This Crooked Generation
And with many other words he bore witness and continued to exhort them, saying, “Save yourselves from this crooked generation.” So those who received his word were baptized, and there were added that day about three thousand souls. And they devoted themselves to the apostles’ teaching and the fellowship, to the breaking of bread and the prayers. (Acts 2:40–42)
You are perhaps familiar with the English nursery rhyme by James Orchard Halliwell, one which was first published in 1842:
There was a crooked man, and he went a crooked mile,
He found a crooked six-pence against a crooked stile;
He bought a crooked cat, which caught a crooked mouse,
And they all lived together in a crooked little house.
This quaint piece of doggerel describes a man about whom everything is warped. Nothing is straight up and down. His crookedness is self-perpetuating, so he attracts more crookedness like a magnet.

**Written exercise 1**
Print everything in the crooked generation passage from "You are perhaps" down to "crooked little house.".

**Raw data**
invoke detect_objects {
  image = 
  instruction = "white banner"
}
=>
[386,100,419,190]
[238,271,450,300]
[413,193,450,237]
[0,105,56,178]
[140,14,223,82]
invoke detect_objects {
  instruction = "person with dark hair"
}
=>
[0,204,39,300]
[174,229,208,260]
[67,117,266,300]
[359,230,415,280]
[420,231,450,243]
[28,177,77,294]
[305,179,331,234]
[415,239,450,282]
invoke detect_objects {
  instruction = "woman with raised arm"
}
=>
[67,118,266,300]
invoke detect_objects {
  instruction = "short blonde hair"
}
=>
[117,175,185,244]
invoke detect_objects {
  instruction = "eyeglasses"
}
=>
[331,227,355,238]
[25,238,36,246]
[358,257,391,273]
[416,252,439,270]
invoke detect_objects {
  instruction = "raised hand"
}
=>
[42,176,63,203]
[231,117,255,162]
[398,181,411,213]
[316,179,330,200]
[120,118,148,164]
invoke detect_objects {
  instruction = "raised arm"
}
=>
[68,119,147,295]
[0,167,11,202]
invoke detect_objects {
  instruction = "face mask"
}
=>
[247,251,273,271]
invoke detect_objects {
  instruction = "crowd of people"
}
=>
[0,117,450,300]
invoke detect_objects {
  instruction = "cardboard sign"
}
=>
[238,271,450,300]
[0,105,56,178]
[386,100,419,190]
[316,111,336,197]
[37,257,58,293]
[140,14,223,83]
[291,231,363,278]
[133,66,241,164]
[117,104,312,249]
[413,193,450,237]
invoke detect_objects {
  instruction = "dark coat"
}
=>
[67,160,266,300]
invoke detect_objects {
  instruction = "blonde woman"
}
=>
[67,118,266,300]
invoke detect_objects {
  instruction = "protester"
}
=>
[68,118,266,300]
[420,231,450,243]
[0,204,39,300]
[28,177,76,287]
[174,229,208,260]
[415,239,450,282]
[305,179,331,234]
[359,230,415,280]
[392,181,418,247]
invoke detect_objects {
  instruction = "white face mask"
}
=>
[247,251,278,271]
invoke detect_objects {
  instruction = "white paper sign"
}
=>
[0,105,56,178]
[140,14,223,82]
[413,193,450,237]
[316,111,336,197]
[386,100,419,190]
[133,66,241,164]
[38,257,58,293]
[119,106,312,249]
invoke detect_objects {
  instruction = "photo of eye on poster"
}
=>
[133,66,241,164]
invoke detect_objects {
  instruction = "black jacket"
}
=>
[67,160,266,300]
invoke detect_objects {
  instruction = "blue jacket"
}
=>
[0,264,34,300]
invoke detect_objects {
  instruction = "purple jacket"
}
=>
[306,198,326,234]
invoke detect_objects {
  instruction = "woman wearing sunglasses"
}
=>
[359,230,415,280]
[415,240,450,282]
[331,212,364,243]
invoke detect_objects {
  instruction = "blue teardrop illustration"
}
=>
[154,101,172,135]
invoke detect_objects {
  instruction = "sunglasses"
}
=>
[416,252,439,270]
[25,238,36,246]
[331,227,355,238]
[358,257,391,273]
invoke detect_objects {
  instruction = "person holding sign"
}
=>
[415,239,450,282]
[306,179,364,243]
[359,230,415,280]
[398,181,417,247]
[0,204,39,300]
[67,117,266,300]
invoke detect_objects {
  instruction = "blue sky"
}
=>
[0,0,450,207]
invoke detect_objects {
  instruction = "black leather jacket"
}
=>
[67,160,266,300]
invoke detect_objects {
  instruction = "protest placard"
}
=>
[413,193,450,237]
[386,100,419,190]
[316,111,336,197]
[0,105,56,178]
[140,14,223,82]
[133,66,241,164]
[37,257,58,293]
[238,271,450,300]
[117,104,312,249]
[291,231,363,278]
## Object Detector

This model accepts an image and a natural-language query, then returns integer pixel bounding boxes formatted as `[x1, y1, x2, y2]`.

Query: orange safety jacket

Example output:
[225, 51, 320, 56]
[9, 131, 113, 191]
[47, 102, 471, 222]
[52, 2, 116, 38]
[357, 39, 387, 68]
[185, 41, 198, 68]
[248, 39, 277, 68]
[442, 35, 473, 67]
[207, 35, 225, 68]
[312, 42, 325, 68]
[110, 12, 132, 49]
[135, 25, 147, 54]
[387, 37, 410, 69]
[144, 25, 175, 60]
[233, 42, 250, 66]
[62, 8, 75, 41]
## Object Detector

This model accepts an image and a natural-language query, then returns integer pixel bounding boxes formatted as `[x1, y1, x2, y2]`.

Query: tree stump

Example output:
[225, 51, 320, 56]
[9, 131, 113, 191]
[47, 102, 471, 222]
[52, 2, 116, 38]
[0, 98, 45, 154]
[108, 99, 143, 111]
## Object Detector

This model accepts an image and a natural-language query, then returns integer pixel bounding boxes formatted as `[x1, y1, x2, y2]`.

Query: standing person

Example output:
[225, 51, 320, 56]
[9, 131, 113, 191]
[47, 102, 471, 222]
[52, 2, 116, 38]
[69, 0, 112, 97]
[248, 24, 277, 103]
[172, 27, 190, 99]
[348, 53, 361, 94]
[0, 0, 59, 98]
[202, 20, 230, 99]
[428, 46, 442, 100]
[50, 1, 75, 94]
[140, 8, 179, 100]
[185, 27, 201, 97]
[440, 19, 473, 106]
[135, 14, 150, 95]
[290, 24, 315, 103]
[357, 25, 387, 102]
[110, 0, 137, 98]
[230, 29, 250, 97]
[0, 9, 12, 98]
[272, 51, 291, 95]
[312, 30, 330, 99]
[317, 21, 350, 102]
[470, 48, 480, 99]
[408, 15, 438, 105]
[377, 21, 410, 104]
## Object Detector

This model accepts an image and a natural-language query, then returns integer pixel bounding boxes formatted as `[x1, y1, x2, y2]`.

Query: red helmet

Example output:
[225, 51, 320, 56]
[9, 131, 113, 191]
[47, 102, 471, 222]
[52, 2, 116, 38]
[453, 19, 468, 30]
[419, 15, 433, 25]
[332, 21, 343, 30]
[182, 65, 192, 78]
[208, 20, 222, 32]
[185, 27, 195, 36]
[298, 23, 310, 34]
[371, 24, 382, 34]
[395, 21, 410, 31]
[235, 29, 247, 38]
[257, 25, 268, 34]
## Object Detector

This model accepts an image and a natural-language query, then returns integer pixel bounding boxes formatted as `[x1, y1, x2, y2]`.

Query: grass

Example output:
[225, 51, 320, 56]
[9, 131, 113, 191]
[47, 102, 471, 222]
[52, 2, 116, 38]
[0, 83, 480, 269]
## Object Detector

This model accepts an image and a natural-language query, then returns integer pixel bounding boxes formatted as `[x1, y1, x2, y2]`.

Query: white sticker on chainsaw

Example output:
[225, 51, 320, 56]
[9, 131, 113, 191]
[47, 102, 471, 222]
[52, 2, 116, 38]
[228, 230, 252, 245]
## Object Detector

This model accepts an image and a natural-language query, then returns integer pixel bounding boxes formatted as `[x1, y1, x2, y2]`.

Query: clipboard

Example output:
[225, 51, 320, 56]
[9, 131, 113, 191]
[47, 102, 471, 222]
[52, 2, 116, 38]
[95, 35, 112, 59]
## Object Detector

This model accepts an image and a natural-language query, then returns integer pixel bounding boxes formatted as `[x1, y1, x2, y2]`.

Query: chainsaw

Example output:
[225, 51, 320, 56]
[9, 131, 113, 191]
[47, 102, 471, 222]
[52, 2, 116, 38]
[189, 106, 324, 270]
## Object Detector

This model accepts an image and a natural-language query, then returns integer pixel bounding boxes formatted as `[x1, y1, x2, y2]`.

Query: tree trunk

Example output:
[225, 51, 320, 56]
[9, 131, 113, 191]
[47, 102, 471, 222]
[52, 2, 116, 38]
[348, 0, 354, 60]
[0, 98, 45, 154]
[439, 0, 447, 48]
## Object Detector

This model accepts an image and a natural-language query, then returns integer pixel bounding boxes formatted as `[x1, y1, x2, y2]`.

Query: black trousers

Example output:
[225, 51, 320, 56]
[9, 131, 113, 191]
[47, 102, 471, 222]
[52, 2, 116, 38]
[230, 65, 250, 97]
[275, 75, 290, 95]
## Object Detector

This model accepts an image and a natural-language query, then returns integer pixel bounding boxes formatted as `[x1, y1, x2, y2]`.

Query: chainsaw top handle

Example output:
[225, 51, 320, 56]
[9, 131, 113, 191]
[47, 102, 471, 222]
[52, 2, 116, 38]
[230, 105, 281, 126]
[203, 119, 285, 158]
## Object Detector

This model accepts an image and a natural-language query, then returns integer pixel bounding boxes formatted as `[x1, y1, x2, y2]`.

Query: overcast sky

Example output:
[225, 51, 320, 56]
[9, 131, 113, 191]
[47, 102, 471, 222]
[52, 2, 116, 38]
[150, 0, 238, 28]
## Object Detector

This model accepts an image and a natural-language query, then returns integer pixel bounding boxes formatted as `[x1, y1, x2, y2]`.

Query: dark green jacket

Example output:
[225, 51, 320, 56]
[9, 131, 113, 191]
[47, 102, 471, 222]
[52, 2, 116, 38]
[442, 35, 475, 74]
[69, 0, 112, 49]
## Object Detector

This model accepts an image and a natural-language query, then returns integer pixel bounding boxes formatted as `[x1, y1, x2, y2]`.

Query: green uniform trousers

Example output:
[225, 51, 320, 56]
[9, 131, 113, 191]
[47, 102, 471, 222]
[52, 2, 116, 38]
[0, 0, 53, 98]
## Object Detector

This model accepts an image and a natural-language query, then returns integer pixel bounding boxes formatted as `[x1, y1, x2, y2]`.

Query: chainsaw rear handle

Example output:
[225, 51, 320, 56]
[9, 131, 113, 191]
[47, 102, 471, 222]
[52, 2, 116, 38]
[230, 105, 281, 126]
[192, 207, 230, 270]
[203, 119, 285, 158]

**Written exercise 2**
Tally the lines of the listing that contain the string "blonde" and give only that number.

**Task response 1**
You are perhaps familiar with the English nursery rhyme by James Orchard Halliwell, one which was first published in 1842:
There was a crooked man, and he went a crooked mile,
He found a crooked six-pence against a crooked stile;
He bought a crooked cat, which caught a crooked mouse,
And they all lived together in a crooked little house.

**Task response 2**
2